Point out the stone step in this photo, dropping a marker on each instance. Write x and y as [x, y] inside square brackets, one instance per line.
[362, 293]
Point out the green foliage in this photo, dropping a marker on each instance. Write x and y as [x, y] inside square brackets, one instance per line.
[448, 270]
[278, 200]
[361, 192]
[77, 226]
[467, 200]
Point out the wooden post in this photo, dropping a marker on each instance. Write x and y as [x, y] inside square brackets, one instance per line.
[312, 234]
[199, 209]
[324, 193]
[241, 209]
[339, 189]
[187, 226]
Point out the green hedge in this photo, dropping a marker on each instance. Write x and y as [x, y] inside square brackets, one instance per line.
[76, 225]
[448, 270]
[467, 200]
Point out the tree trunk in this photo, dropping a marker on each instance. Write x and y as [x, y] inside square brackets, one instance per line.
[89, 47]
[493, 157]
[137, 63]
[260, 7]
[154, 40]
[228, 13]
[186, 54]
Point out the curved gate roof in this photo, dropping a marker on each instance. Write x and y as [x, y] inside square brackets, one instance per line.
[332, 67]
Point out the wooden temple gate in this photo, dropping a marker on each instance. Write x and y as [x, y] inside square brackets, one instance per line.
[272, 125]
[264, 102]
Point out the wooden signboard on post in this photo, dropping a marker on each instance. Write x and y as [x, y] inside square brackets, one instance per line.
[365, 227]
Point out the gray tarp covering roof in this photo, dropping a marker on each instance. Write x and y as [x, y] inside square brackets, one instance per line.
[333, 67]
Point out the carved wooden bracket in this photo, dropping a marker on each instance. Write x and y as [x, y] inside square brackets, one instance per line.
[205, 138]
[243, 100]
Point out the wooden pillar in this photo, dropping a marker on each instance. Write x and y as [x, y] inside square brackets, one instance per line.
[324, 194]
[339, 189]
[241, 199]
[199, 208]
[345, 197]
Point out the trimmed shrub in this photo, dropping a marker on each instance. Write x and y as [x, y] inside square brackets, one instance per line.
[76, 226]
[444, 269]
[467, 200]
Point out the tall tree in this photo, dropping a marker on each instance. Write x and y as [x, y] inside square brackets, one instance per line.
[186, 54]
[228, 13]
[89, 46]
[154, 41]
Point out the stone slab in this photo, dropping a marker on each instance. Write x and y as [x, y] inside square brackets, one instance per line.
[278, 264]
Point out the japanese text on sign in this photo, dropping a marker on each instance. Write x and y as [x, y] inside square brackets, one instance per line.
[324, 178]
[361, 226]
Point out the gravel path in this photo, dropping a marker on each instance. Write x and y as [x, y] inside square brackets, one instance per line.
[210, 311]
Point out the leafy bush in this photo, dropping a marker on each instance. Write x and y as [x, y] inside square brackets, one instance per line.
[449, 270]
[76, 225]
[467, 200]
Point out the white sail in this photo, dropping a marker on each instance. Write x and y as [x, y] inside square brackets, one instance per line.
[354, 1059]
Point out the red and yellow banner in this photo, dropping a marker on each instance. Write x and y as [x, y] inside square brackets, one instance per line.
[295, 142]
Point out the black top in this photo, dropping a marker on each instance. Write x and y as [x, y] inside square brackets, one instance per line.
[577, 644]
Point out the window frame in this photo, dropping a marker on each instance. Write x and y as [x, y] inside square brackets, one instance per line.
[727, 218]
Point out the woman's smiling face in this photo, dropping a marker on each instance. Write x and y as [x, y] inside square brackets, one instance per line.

= = = =

## PROBLEM
Return the entries above exactly as they appear.

## THE OUTPUT
Point out the stone step in this photo, dropping a marker on each instance. Write x and y as [x, y] inside square brackets, one instance per line.
[362, 293]
Point out the green foliage in this photo, dropping a marker on each instance. Write x and y as [x, y] inside square brackets, one instance per line.
[448, 270]
[278, 200]
[361, 192]
[77, 226]
[467, 200]
Point out the wooden post in this photo, dropping a marker on each instance. Write x and y as [x, y] inside square brackets, one instance per line.
[312, 234]
[199, 209]
[324, 193]
[241, 209]
[339, 189]
[187, 226]
Point out the green hedge in this photo, dropping a marker on each instance. Write x and y as [x, y] inside square brackets, one instance per line.
[76, 225]
[448, 270]
[467, 200]
Point out the tree trunk in this photo, dropping a marker on each instance. Write x and y as [x, y] inside square brackets, one instance per line.
[89, 47]
[493, 157]
[137, 63]
[260, 7]
[154, 40]
[228, 13]
[186, 54]
Point out the curved gate roof in this photo, dropping a marker on each instance. Write x and y as [x, y] inside square brackets, one instance per line.
[332, 67]
Point out the wooden temple gate in this photo, dropping a marker on each instance. Write x and y as [x, y] inside square brackets, one instance per line.
[272, 125]
[264, 102]
Point out the wooden signboard on post in this photo, dropping a marker on each instance. Write x and y as [x, y] inside square brackets, one instance per line.
[365, 227]
Point out the gray tarp covering roof in this photo, dropping a marker on each instance. Write x and y as [x, y] inside square brackets, one instance per line.
[333, 67]
Point out the carved wooden bracket in this photo, dropping a marker on each instance. Write x and y as [x, y] inside square brackets, one instance per line.
[205, 138]
[243, 100]
Point out the wooden pillar in this photo, dropping a marker on each instance. Write x and y as [x, y] inside square brackets, one instance per line.
[324, 194]
[339, 189]
[241, 199]
[199, 208]
[345, 197]
Point out the trimmed shrub in this photo, dropping a marker on each instance. Write x and y as [x, y] inside square brackets, one instance per line.
[76, 226]
[444, 269]
[467, 200]
Point out the tall tree in this photo, dropping a marker on each instance. Write x and y as [x, y] inside square brackets, one instance per line.
[186, 54]
[228, 13]
[89, 46]
[154, 41]
Point out the stone slab in this photo, dropping a marker on each instance. Write x and y as [x, y] inside square brackets, one instance per line.
[278, 264]
Point out the japanese text on sign in this photo, dropping a marker on each instance. Write x and y as [x, y] inside square brackets, one instance per line.
[324, 178]
[361, 226]
Point out the gravel path in this photo, dropping a marker on each instance. Write x and y as [x, y] inside square brackets, one instance per line.
[210, 311]
Point out the leafy bush in this photo, dropping a marker on each instance. Write x and y as [x, y] inside square brackets, one instance per line.
[449, 270]
[76, 225]
[467, 200]
Point out the white sail in this photo, dropping a marker on each instance. Write x and y as [x, y] inside square brackets, one instance per line.
[354, 1059]
Point out the red and yellow banner in this photo, dropping a marker on each instance. Write x and y as [x, y] inside square brackets, one instance per line.
[295, 142]
Point out the black top in this photo, dropping a marker on each instance. Write x and y as [x, y] inside square brackets, one instance per line.
[577, 644]
Point out the window frame in this photo, dropping a marker on each instance. Write x and y as [x, y] inside square brackets, one instance per line.
[727, 218]
Point out the woman's smiling face in this photo, dropping a marker on each instance. Write x and y as [x, y] inside square brackets, one instance per line.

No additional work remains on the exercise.